● **DIRECTIONS**
Please copy every one of the following items exactly, line for line.

* begin DATASET ENTRIES *

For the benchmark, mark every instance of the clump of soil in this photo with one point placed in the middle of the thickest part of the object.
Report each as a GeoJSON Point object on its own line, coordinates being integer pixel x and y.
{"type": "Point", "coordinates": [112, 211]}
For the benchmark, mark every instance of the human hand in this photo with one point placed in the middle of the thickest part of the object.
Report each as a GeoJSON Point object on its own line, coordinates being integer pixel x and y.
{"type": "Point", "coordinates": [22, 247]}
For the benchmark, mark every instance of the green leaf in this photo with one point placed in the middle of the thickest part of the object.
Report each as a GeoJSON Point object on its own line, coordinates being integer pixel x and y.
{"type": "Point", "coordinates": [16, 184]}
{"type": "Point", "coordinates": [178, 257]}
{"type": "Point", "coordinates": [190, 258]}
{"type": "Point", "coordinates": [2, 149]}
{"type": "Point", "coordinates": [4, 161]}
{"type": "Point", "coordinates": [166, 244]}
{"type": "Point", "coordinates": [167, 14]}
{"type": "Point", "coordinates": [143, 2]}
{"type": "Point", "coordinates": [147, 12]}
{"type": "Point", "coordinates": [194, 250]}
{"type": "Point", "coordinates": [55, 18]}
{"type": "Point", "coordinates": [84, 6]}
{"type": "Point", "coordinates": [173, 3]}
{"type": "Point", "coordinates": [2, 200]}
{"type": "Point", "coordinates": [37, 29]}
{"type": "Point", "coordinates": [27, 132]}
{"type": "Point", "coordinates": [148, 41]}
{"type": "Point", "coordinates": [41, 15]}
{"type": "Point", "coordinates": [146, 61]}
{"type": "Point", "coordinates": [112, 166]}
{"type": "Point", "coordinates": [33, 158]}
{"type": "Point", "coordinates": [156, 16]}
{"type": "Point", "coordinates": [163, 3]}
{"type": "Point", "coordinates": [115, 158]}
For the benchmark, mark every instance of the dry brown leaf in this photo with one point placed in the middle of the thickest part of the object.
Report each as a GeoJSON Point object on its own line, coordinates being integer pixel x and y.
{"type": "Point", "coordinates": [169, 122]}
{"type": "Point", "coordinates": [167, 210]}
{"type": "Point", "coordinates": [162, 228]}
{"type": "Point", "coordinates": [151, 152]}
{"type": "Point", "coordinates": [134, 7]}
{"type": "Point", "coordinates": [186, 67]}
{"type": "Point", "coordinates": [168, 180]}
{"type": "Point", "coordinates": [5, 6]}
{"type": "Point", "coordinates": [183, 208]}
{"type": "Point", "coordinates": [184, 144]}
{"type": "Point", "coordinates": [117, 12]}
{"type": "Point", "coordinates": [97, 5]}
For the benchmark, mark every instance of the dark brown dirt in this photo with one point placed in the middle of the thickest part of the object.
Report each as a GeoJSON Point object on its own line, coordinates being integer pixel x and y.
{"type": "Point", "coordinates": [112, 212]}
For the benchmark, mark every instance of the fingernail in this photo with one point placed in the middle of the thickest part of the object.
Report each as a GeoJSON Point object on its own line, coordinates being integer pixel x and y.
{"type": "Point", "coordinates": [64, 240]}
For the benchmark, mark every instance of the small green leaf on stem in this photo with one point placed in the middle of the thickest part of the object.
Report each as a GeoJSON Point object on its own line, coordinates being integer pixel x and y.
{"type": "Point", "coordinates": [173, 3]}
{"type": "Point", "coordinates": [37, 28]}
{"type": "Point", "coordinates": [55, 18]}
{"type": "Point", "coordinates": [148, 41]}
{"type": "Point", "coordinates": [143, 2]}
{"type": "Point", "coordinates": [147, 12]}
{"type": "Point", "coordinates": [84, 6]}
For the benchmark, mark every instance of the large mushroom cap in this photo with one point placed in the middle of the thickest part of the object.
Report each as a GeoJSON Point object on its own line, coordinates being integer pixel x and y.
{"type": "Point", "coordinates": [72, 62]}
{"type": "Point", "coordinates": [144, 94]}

* end DATASET ENTRIES *

● **RESPONSE**
For the benchmark, mark every instance of the clump of soil in this photo with one point placed in the middle of the thickest part of the object.
Report each as a GeoJSON Point object on its own line, coordinates being integer pixel x and y.
{"type": "Point", "coordinates": [112, 211]}
For the benchmark, mark every instance of the human hand in this photo with one point placed in the middle of the thickest part of the object.
Report each as a GeoJSON Point object on its own line, coordinates being integer pixel x and y.
{"type": "Point", "coordinates": [22, 247]}
For the benchmark, mark every instance of the green leaf in this photo with one point placed in the middle of the thickest part of the object.
Report each as a GeoJSON Point object on its own line, coordinates being integer pixel x and y.
{"type": "Point", "coordinates": [16, 184]}
{"type": "Point", "coordinates": [178, 257]}
{"type": "Point", "coordinates": [190, 258]}
{"type": "Point", "coordinates": [2, 149]}
{"type": "Point", "coordinates": [4, 161]}
{"type": "Point", "coordinates": [166, 244]}
{"type": "Point", "coordinates": [167, 14]}
{"type": "Point", "coordinates": [143, 2]}
{"type": "Point", "coordinates": [147, 12]}
{"type": "Point", "coordinates": [194, 250]}
{"type": "Point", "coordinates": [55, 18]}
{"type": "Point", "coordinates": [84, 6]}
{"type": "Point", "coordinates": [173, 3]}
{"type": "Point", "coordinates": [2, 200]}
{"type": "Point", "coordinates": [37, 29]}
{"type": "Point", "coordinates": [27, 132]}
{"type": "Point", "coordinates": [148, 41]}
{"type": "Point", "coordinates": [41, 15]}
{"type": "Point", "coordinates": [146, 61]}
{"type": "Point", "coordinates": [112, 166]}
{"type": "Point", "coordinates": [33, 158]}
{"type": "Point", "coordinates": [156, 16]}
{"type": "Point", "coordinates": [163, 3]}
{"type": "Point", "coordinates": [115, 158]}
For the benchmark, mark every instance of the dry brown leaf in this photo with one point placed in the middle of the thickest part of the object.
Report each as a GeoJSON Point object on its own line, coordinates being integer pixel x and y.
{"type": "Point", "coordinates": [169, 122]}
{"type": "Point", "coordinates": [167, 210]}
{"type": "Point", "coordinates": [162, 228]}
{"type": "Point", "coordinates": [151, 152]}
{"type": "Point", "coordinates": [134, 7]}
{"type": "Point", "coordinates": [186, 67]}
{"type": "Point", "coordinates": [168, 180]}
{"type": "Point", "coordinates": [5, 6]}
{"type": "Point", "coordinates": [183, 208]}
{"type": "Point", "coordinates": [184, 144]}
{"type": "Point", "coordinates": [117, 12]}
{"type": "Point", "coordinates": [97, 5]}
For the benchmark, mark every instance of the dark brown dirt in this photo with one point placed in the middle of the thickest part of the object.
Report each as a GeoJSON Point object on its own line, coordinates being integer pixel x and y.
{"type": "Point", "coordinates": [112, 212]}
For the benchmark, mark every instance of the fingernail in this photo with one point placed in the middle of the thickest part of the object.
Report each as a GeoJSON Point object on its own line, coordinates being integer pixel x and y.
{"type": "Point", "coordinates": [64, 240]}
For the benchmark, mark every instance of the small green leaf on stem in this photo with one point placed in the middle of the thickest part of the object.
Report each as a GeoJSON Point object on its own line, coordinates being integer pixel x and y.
{"type": "Point", "coordinates": [173, 3]}
{"type": "Point", "coordinates": [37, 28]}
{"type": "Point", "coordinates": [55, 18]}
{"type": "Point", "coordinates": [148, 41]}
{"type": "Point", "coordinates": [143, 2]}
{"type": "Point", "coordinates": [147, 12]}
{"type": "Point", "coordinates": [84, 6]}
For the benchmark, mark every instance of the large mushroom cap in this photo with one point placed in the middle of the thickest part of the object.
Report each as a GeoJSON Point object on its own line, coordinates being integer pixel x and y.
{"type": "Point", "coordinates": [72, 62]}
{"type": "Point", "coordinates": [144, 94]}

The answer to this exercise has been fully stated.